Extract to read -
****

Our experimental implementation is based on the well-studied semiconductor laser systems with delayed optical feedback (see for example refs 14, 15 and references therein). Here, however, we replace the common mirror or fibre loop with fixed delay by two feedback loops with mutually exclusive spectral reflection properties and different lengths, resulting in different delay times. Theoretically, those systems were recently studied in terms of their relative equilibria structure and stability^{16,17}. In a recent experiment a second frequency-selective feedback loop was introduced to control the frequency oscillations of the laser light^{18}. Here we consider the limit that both delays are long compared with the characteristic dynamical time scale of the laser. Specifically, semiconductor lasers exhibit a characteristic amplitude–phase coupling^{19}, therefore amplitude dynamics is usually associated with dynamics of the optical frequency as well. This allows us to act on the spectral characteristic of the state rather than its amplitude, since amplitude-related nonlinearities typically only give rise to very small relative changes of the delay times. It is more convenient and very flexible to choose different delay loops depending on the corresponding optical spectrum of the laser emission by employing spectrally selective (filtering) mirrors.

For our experiments, we have employed a discrete-mode quantum-well semiconductor laser emitting at 1543, nm with a threshold current of *I*_{th}=12.00 mA^{20}. With and without external optical feedback, the discrete-mode laser exhibits single-mode behaviour with a side-mode suppression ratio larger than 35 dB and a longitudinal mode separation of 150 GHz. We have measured a linewidth enhancement factor *α*∼2 using the Henning–Collins approach^{21}. The current and temperature of the laser are stabilised to an accuracy of 0.01 mA and 0.01 K, respectively.

****

Material to process -
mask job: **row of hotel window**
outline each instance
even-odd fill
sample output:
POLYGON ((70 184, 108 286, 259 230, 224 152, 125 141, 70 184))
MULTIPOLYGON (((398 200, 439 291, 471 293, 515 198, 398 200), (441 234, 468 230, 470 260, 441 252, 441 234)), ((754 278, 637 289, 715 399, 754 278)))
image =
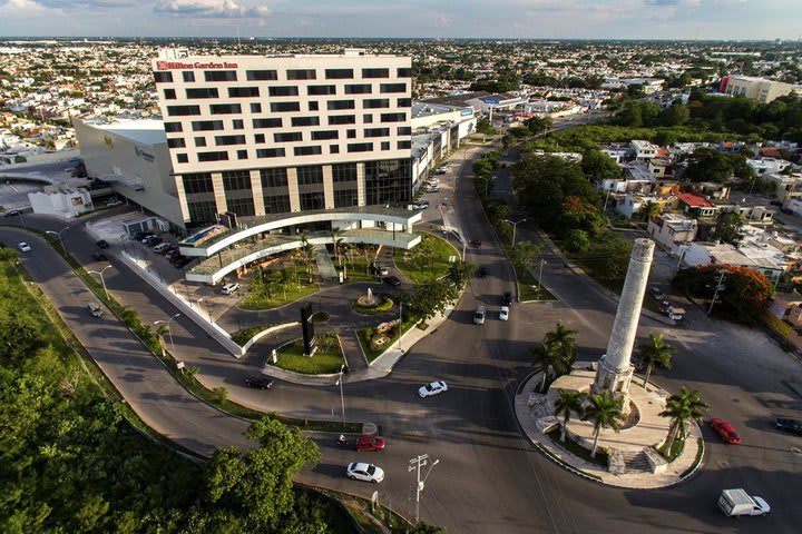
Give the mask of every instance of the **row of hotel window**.
MULTIPOLYGON (((409 150, 412 148, 412 141, 398 141, 398 150, 409 150)), ((346 146, 349 152, 372 152, 374 151, 372 142, 350 142, 346 146)), ((391 150, 390 141, 381 141, 381 150, 391 150)), ((309 147, 294 147, 294 156, 320 156, 323 154, 323 147, 320 145, 309 147)), ((339 145, 330 145, 329 154, 340 154, 339 145)), ((237 150, 237 159, 248 159, 247 150, 237 150)), ((284 148, 257 148, 257 158, 284 158, 286 157, 286 150, 284 148)), ((228 161, 228 152, 225 150, 213 151, 213 152, 197 152, 198 162, 207 161, 228 161)), ((188 164, 189 156, 187 154, 176 154, 176 161, 179 164, 188 164)))
MULTIPOLYGON (((285 71, 287 80, 316 80, 317 71, 315 69, 287 69, 285 71)), ((412 69, 399 68, 397 69, 398 78, 412 78, 412 69)), ((236 70, 204 70, 205 81, 237 81, 236 70)), ((154 72, 156 83, 169 83, 173 81, 172 71, 156 71, 154 72)), ((354 69, 325 69, 324 78, 326 80, 353 80, 354 69)), ((362 78, 364 79, 376 79, 376 78, 390 78, 390 69, 362 69, 362 78)), ((195 80, 195 71, 184 70, 182 71, 182 79, 186 83, 192 83, 195 80)), ((245 79, 248 81, 275 81, 278 80, 277 70, 246 70, 245 79)))
MULTIPOLYGON (((216 87, 197 87, 185 89, 187 99, 198 98, 221 98, 219 89, 216 87)), ((379 92, 407 92, 407 83, 381 83, 379 92)), ((178 96, 175 89, 165 89, 164 97, 167 100, 175 100, 178 96)), ((373 86, 370 83, 354 83, 345 86, 345 95, 372 95, 373 86)), ((299 97, 300 89, 297 86, 272 86, 267 88, 267 95, 271 97, 299 97)), ((307 86, 306 95, 311 97, 322 97, 336 95, 336 86, 307 86)), ((229 87, 228 98, 258 98, 258 87, 229 87)))
MULTIPOLYGON (((412 106, 412 99, 399 98, 399 108, 410 108, 412 106)), ((389 108, 389 98, 378 98, 362 100, 362 109, 381 109, 389 108)), ((330 100, 326 102, 327 111, 340 111, 343 109, 356 109, 356 102, 354 100, 330 100)), ((271 102, 270 110, 272 113, 284 113, 290 111, 301 111, 301 102, 271 102)), ((320 111, 319 102, 309 102, 310 111, 320 111)), ((209 113, 212 115, 239 115, 243 112, 241 103, 212 103, 209 105, 209 113)), ((261 113, 262 105, 260 102, 251 103, 252 113, 261 113)), ((169 117, 187 117, 200 113, 200 106, 189 103, 186 106, 167 106, 167 115, 169 117)))
MULTIPOLYGON (((404 135, 402 131, 407 131, 408 128, 399 128, 398 132, 400 136, 404 135)), ((409 135, 409 134, 407 134, 409 135)), ((346 136, 349 139, 356 139, 356 130, 346 130, 346 136)), ((283 131, 278 134, 273 134, 273 142, 299 142, 303 141, 303 132, 302 131, 283 131)), ((322 141, 322 140, 331 140, 331 139, 340 139, 340 131, 339 130, 319 130, 313 131, 310 137, 310 140, 312 141, 322 141)), ((390 128, 364 128, 362 130, 362 137, 368 138, 374 138, 374 137, 390 137, 390 128)), ((264 134, 256 134, 254 135, 254 142, 257 145, 264 145, 266 142, 265 135, 264 134)), ((233 145, 247 145, 247 139, 244 135, 234 135, 234 136, 214 136, 214 144, 217 147, 227 147, 233 145)), ((175 137, 167 139, 167 146, 169 148, 186 148, 186 139, 182 137, 175 137)), ((196 137, 195 138, 195 146, 196 147, 205 147, 206 146, 206 138, 205 137, 196 137)))

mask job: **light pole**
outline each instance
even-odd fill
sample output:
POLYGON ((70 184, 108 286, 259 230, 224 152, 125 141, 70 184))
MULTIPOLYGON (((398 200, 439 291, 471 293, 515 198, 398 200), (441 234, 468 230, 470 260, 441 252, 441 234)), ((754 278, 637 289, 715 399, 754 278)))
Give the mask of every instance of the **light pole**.
POLYGON ((169 327, 170 320, 176 317, 180 317, 180 314, 176 314, 167 320, 154 320, 154 325, 167 325, 167 335, 170 338, 170 348, 173 349, 173 356, 175 356, 175 345, 173 344, 173 328, 169 327))
POLYGON ((108 289, 106 289, 106 278, 102 277, 102 274, 106 273, 106 269, 110 269, 111 267, 114 267, 114 266, 113 266, 113 265, 107 265, 106 267, 104 267, 104 268, 100 269, 99 271, 97 271, 97 270, 87 270, 87 273, 92 274, 92 275, 98 275, 98 276, 100 277, 100 283, 104 285, 104 293, 106 294, 106 299, 107 299, 107 300, 108 300, 108 289))
POLYGON ((518 225, 521 222, 526 222, 526 219, 521 219, 518 222, 512 222, 509 219, 505 219, 505 222, 509 222, 510 225, 512 225, 512 245, 515 245, 515 235, 516 235, 516 230, 518 230, 518 225))
POLYGON ((538 274, 538 293, 537 298, 540 298, 540 286, 542 286, 542 266, 546 265, 545 259, 540 259, 540 273, 538 274))
POLYGON ((420 468, 429 464, 429 455, 428 454, 421 454, 415 456, 414 458, 410 459, 410 466, 408 471, 418 471, 418 484, 415 485, 415 524, 420 522, 420 494, 426 487, 426 481, 429 478, 429 473, 431 473, 432 467, 434 467, 437 464, 439 464, 440 461, 436 459, 432 462, 432 464, 429 466, 429 471, 423 476, 423 479, 420 479, 420 468))
POLYGON ((61 251, 65 254, 65 256, 67 256, 67 247, 63 246, 63 239, 61 238, 61 233, 68 228, 69 228, 69 226, 65 226, 59 231, 53 231, 53 230, 46 231, 46 234, 52 234, 53 236, 58 236, 59 241, 61 241, 61 251))

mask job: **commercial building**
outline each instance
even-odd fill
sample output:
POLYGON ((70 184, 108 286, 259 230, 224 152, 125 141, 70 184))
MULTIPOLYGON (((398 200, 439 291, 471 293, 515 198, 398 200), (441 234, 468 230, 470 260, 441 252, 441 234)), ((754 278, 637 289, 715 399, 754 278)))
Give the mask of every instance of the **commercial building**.
POLYGON ((302 243, 411 248, 411 59, 326 56, 153 61, 187 278, 226 274, 302 243))

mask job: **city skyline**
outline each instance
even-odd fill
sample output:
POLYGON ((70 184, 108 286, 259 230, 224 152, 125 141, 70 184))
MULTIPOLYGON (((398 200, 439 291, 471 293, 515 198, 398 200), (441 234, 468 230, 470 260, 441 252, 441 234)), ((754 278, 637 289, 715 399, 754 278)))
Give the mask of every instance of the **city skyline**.
POLYGON ((0 0, 2 37, 800 38, 792 0, 0 0), (178 26, 180 23, 180 26, 178 26), (99 31, 99 30, 102 31, 99 31))

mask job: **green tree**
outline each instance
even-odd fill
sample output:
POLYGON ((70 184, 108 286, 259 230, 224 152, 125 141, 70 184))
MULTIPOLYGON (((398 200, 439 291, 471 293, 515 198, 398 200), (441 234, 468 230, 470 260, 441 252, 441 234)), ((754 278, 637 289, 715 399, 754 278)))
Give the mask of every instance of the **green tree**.
POLYGON ((664 343, 663 334, 652 333, 649 334, 648 343, 638 345, 638 352, 640 353, 640 360, 646 366, 646 376, 644 376, 645 388, 655 364, 671 369, 672 354, 676 352, 676 347, 664 343))
POLYGON ((555 414, 563 416, 563 425, 560 433, 560 442, 565 443, 565 433, 571 413, 576 412, 581 416, 583 405, 585 403, 585 394, 574 389, 560 389, 559 397, 555 402, 555 414))
POLYGON ((604 390, 600 395, 590 395, 588 400, 583 418, 590 419, 594 424, 594 446, 590 457, 595 458, 602 431, 613 428, 618 432, 624 421, 623 400, 613 397, 609 390, 604 390))
POLYGON ((685 439, 687 425, 691 422, 701 422, 710 406, 702 400, 696 389, 688 390, 685 386, 678 394, 671 395, 666 400, 666 408, 659 413, 662 417, 671 419, 668 437, 663 449, 664 456, 671 456, 676 439, 685 439))

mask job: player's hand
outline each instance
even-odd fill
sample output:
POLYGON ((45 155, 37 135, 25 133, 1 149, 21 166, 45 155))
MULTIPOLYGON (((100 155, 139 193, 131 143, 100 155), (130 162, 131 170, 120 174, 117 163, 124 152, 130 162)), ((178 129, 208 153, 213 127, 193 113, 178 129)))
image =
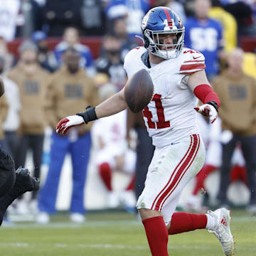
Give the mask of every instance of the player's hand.
POLYGON ((218 112, 215 108, 209 105, 204 104, 202 106, 194 107, 194 109, 200 114, 206 117, 208 117, 210 123, 212 124, 218 117, 218 112))
POLYGON ((56 127, 56 132, 59 134, 63 132, 63 134, 65 134, 70 128, 84 123, 85 121, 82 117, 77 114, 69 116, 63 118, 58 122, 56 127))

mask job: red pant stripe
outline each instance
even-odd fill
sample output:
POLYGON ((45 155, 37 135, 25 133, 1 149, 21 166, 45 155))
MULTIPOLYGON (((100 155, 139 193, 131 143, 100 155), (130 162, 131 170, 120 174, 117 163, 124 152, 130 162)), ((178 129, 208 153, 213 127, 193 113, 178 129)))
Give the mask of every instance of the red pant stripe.
POLYGON ((182 177, 184 176, 185 173, 187 171, 187 170, 188 169, 188 168, 191 166, 191 165, 192 164, 193 161, 195 159, 195 157, 197 154, 197 152, 198 151, 198 149, 199 149, 199 146, 200 146, 200 138, 198 137, 198 142, 197 144, 197 148, 196 149, 196 153, 194 154, 193 156, 193 159, 192 161, 191 161, 190 164, 188 164, 188 166, 187 166, 184 170, 184 171, 183 171, 183 174, 180 176, 180 177, 178 178, 178 183, 176 183, 176 185, 174 184, 174 187, 173 187, 172 184, 171 184, 170 188, 171 188, 171 191, 169 193, 169 194, 167 195, 167 196, 166 196, 165 199, 164 200, 164 201, 161 203, 161 206, 160 207, 160 210, 162 210, 163 206, 164 204, 164 203, 166 202, 166 201, 167 200, 167 198, 170 196, 170 195, 171 194, 171 193, 175 190, 175 188, 177 187, 177 186, 178 185, 179 182, 181 181, 182 177))

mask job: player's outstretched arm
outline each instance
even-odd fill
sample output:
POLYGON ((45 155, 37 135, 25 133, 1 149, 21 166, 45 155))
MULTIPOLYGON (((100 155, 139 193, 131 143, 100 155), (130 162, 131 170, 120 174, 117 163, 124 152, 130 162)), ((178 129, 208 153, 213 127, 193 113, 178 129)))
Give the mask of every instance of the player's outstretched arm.
POLYGON ((95 107, 97 118, 117 114, 127 108, 124 97, 124 87, 95 107))
POLYGON ((4 93, 4 86, 2 78, 0 77, 0 97, 4 93))
POLYGON ((56 132, 63 132, 65 134, 70 128, 74 126, 87 124, 90 121, 112 115, 125 110, 127 107, 124 88, 96 107, 88 106, 84 112, 63 118, 57 124, 56 132))
POLYGON ((218 117, 220 100, 210 87, 205 71, 201 70, 190 75, 188 85, 194 95, 203 103, 202 106, 195 107, 195 110, 208 117, 213 123, 218 117))

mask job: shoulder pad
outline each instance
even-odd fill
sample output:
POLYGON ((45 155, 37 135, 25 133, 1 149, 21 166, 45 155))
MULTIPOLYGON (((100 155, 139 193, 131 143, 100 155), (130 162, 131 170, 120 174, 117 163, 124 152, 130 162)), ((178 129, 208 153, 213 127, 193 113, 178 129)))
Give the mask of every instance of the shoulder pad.
POLYGON ((206 69, 205 58, 201 53, 184 48, 181 54, 182 54, 182 61, 179 73, 191 74, 206 69))

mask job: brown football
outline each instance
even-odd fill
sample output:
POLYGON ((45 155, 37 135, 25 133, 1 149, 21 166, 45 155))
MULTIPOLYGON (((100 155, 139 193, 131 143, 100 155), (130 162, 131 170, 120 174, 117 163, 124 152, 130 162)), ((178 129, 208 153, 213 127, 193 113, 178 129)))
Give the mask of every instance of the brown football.
POLYGON ((124 87, 125 100, 134 113, 143 110, 151 100, 153 95, 153 81, 144 69, 134 74, 124 87))

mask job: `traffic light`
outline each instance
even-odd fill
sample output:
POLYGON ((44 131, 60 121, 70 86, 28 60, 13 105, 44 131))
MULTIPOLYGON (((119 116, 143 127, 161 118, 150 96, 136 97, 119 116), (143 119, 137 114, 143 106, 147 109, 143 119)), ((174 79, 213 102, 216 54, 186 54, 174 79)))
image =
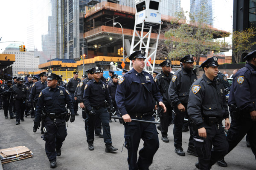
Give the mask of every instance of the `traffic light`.
POLYGON ((123 49, 124 49, 122 47, 121 47, 121 48, 120 49, 120 55, 123 55, 123 49))

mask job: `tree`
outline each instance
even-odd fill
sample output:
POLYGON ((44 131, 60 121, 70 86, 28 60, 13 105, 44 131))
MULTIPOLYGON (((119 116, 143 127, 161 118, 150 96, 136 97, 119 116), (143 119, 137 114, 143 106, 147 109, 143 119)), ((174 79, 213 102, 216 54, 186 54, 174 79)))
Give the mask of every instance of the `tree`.
POLYGON ((250 40, 255 37, 255 28, 253 27, 244 30, 233 32, 232 54, 236 63, 240 62, 243 54, 249 52, 253 46, 256 44, 256 42, 251 42, 250 40))
POLYGON ((165 43, 175 46, 169 54, 169 58, 181 58, 187 54, 193 55, 198 65, 201 56, 207 55, 209 50, 218 52, 224 43, 214 40, 214 36, 221 35, 221 33, 207 24, 207 14, 205 12, 204 6, 198 14, 189 13, 189 21, 183 13, 177 14, 176 22, 179 26, 166 32, 165 37, 167 40, 165 43))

****

Problems and tasks -
A. Reproduce the rows, from their first line through the line that contains "MULTIPOLYGON (((409 150, 412", both ends included, and leave the pictures out of your copy.
B. Continue the passage on the semiconductor laser with two spectrally selective feedback loops, starting after its last sentence.

Responses by task -
A.
mask job: **row of hotel window**
outline each instance
even-odd fill
sample output:
POLYGON ((70 184, 108 286, 259 230, 224 152, 125 141, 70 184))
MULTIPOLYGON (((398 200, 439 291, 471 293, 515 198, 398 200), (441 234, 468 230, 470 260, 441 252, 441 234)), ((754 278, 637 289, 715 399, 754 278)))
image =
Give the mask of every instance of the **row of hotel window**.
MULTIPOLYGON (((409 150, 412 148, 412 141, 398 141, 398 150, 409 150)), ((346 146, 349 152, 372 152, 374 151, 372 142, 350 142, 346 146)), ((391 150, 390 141, 381 141, 381 150, 391 150)), ((309 147, 294 147, 294 156, 320 156, 323 154, 323 147, 320 145, 309 147)), ((339 145, 330 145, 329 154, 340 154, 339 145)), ((237 150, 237 159, 248 159, 247 150, 237 150)), ((284 148, 257 148, 257 158, 284 158, 286 157, 286 150, 284 148)), ((228 161, 228 152, 225 150, 213 151, 213 152, 197 152, 198 162, 207 161, 228 161)), ((188 164, 189 156, 187 154, 176 154, 176 161, 179 164, 188 164)))

B.
Figure 1b depicts the experimental setup, employing standard telecommunications components. The laser is subject to filtered optical feedback (FFB) from two distinct cavities of different length and with disjunct spectral reflection ranges. Each feedback cavity contains an independent fibre-loop mirror closed by a fibre Bragg grating (FBG) that acts as the frequency-selective reflector. The reflection bandwidths of the FBG have been determined to be 4.63±0.02 GHz for FBG1 and 5.69±0.02 GHz for FBG2. The respective centre frequencies of FBG1 and FBG2 have been detuned −4±0.01 GHz and −11±0.01 GHz with respect to the solitary laser frequency (see Methods section). Therefore, there is no spectral overlap between the reflection bandwidths of the two FBGs. Polarisation controllers are used to independently align the polarisation for each filtered-feedback cavity. The fibre transmission within the delay loops is considered as linear propagation. It is important to note that the laser represents the nonlinear element, and in combination with the FBGs acts as the state-dependent switch, as will be discussed in the context of the experimental and modelling results.

The design of the experimental setup allows for direct detection of the light emitted from the laser diode, and moreover of the light reflected from each individual FBG. About 25% of the light emitted by the laser diode is coupled out for detection, while for the light reflected from each FBG this fraction amounts to only 10%. Therefore, for measuring the FBG reflected light, two semiconductor optical amplifiers are employed to amplify the signals before detection. Via the last coupler in the feedback line, 75% of the light from FBG2 and 25% of the light from FBG1 are merged and fed back to the laser diode, resulting in an effective ratio of feedback strengths of 4.38 dB. The second output port of the coupler is used for detection of the optical spectrum. The measurements of the dynamics were performed using a 13 GHz bandwidth detector for the total intensity dynamics and two 20 GHz detectors for the filtered dynamics and using a 16 GHz analogue bandwidth oscilloscope with a sampling rate of 40 GS s^{−1}.

We have precisely measured the external cavity round trip times and the relative deskews between detection channels by injecting 1 ns light pulses into the injection port (see Fig. 1b). The pulses have been wavelength—tuned to the centre frequency of the FBG to be measured. With this procedure, we have measured the delay times of the two cavities as *τ*_{1}=106.075±0.025 ns and *τ*_{2}=121.625±0.025 ns.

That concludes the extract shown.